#### Source extract
^^^^^^^^
When Kasich’s adviser asked how this would be the case, Donald Jr. explained that his father’s vice president would be in charge of domestic and foreign policy.
Then what, the adviser asked, would Trump be in charge of?
“Making America great again” was the casual reply.
Kasich himself confirmed the phone call in an interview with CNN’s Jake Tapper. That’s an extraordinary offer, but admittedly, not the same thing as not wanting to win the election. It’s certainly on the spectrum, though. I suspect it hinges on cognitive dissonance — Trump doesn’t want to lose (and certainly not in an embarrassing landslide), but also doesn’t want to perform the job of president.]
Michael Moore, writing yesterday for The Huffington Post, claims to know for a fact that Trump doesn’t want to win. He’s only trying to get a better TV deal:
So, on June 16 of last year, he rode down his golden escalator and opened his mouth. With no campaign staff, no 50-state campaign infrastructure — neither of which he needed because, remember, this wasn’t going to be a real campaign — and with no prepared script, he went off the rails at his kick-off press conference, calling Mexicans “rapists” and “drug dealers” and pledging to build a wall to keep them all out. Jaws in the room were agape. His comments were so offensive, NBC, far from offering him a bigger paycheck, immediately fired him with this terse statement: “Due to the recent derogatory statements by Donald Trump regarding immigrants, NBCUniversal is ending its business relationship with Mr. Trump.” NBC said it was also canceling the beauty pageants owned by Trump: Miss USA and Miss Universe. BOOM.
Trump was stunned. So much for the art of the deal. He never expected this, but he stuck to his plan anyway to increase his “value” in the eyes of the other networks by showing them how many millions of Americans wanted Him to be their Leader.
Moore does not reveal his source for this information, but hints that it comes from someone at NBC. Take it with a grain of salt. But it jibes perfectly with Cegielski’s claim that they only wanted to finish second and do a lot of showboating along the way.
Where I’ve struggled with this scenario is Trump’s intended end game. If it’s true Trump doesn’t want to be president, how does he get out of this while saving face? As Nate Silver wrote above, if he wanted to try to win, or least wanted to make the election as close as possible, he’d be campaigning hard to the center. Instead he’s running hard to the right.
^^^^^^^^
#### Set task 1
Name every person the commentary on Trump's campaign mentions by name.
#### Set task 2
For each statement, say yes or no according to the commentary on Trump's campaign, and quote the words that decide it: (a) Kasich confirmed the phone call in an interview with CNN's Jake Tapper. (b) Moore names the source of his information. (c) Trump is campaigning hard to the center.
#### Set task 3
Write the next part of the commentary on Trump's campaign, picking up after its last sentence.
^^^^^^^^
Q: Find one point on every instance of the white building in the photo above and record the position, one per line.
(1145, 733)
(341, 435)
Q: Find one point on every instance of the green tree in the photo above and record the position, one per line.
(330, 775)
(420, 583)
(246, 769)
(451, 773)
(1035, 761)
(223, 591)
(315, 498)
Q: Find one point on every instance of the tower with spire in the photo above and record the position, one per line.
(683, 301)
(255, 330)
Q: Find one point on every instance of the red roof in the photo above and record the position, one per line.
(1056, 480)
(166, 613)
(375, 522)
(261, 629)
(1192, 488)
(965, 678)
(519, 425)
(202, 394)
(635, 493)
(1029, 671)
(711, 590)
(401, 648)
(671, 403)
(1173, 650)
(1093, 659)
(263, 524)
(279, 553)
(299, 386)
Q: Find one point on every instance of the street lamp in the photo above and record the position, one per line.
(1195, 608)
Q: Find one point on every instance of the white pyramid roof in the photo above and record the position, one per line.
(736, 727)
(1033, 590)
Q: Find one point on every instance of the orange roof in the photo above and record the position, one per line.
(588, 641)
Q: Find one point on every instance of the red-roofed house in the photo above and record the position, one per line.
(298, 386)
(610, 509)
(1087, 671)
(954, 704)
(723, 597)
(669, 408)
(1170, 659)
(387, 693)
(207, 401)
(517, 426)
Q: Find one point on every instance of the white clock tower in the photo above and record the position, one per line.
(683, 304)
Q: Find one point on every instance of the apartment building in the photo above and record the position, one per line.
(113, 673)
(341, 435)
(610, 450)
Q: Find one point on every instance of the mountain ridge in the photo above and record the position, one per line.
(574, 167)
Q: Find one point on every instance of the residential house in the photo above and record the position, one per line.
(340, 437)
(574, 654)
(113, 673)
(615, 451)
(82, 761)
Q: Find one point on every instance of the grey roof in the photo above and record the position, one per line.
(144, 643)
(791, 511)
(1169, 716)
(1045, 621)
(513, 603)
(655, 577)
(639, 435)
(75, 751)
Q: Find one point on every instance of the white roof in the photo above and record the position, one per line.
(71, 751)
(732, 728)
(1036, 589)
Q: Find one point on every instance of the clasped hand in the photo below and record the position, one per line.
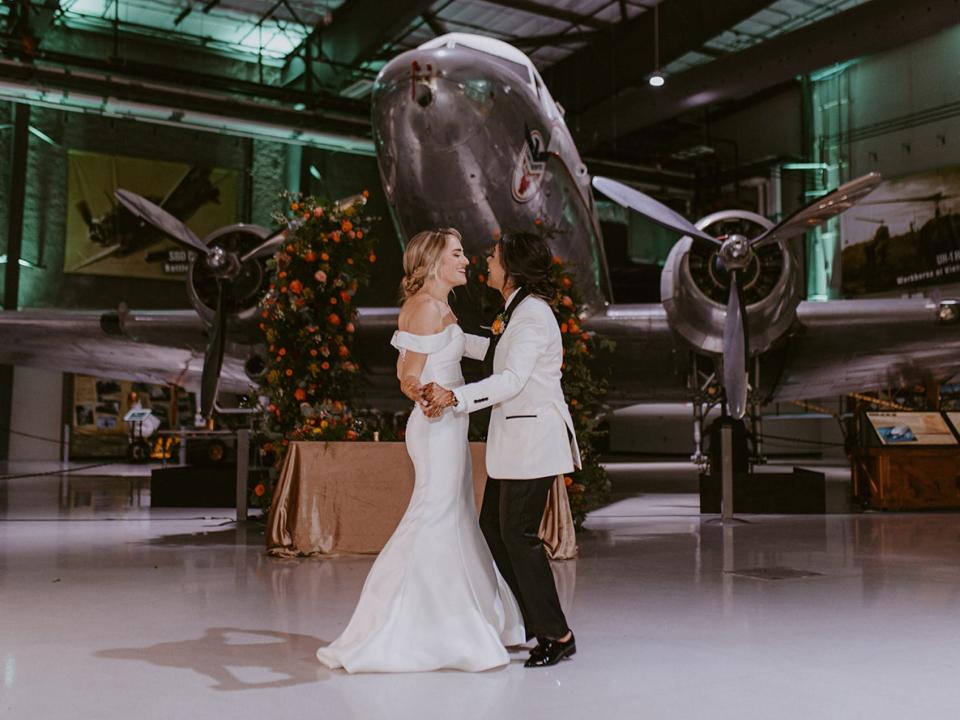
(434, 399)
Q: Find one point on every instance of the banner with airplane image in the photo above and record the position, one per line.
(904, 235)
(103, 238)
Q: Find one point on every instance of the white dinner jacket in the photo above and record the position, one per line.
(531, 432)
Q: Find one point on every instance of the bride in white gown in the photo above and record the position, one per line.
(434, 598)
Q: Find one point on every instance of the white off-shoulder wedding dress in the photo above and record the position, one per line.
(434, 598)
^^^^^^^^
#### Task answer 1
Kasich, Donald Jr., Trump, Jake Tapper, Michael Moore, Cegielski, Nate Silver

#### Task answer 2
(a) Yes: "Kasich himself confirmed the phone call in an interview with CNN’s Jake Tapper."
(b) No: "Moore does not reveal his source for this information"
(c) No: "Instead he’s running hard to the right."

#### Task answer 3
What if Trump’s goal, now that he’s the Republican nominee, remains the same as it was a year ago when he announced his candidacy? Not to become president, but to be on TV and make a lot of money doing it. But now, instead of being the star of a show on someone else’s network, he could own a channel of his own. (Or in typical Trump fashion, own a minority stake but put his name all over it.)
Jeet Heer, writing for The New Republic, lays out the case, in the wake of Trump naming “media firebrand” Steve Bannon to run the remainder of his campaign:
But if the Trump campaign is an epic disaster, that doesn’t mean he doesn’t know what he’s doing. In fact, by cementing ties with Breitbart and seeking advice from disgraced former Fox News head Roger Ailes, Trump has sent his strongest signal yet that long-held suspicions about his media-mogul aspirations are true. He’s using the election to develop an intensely loyal audience that occupies a special niche: those who think Fox News is too mainstream. Who better to help him cash in on such an effort than Bannon and Ailes?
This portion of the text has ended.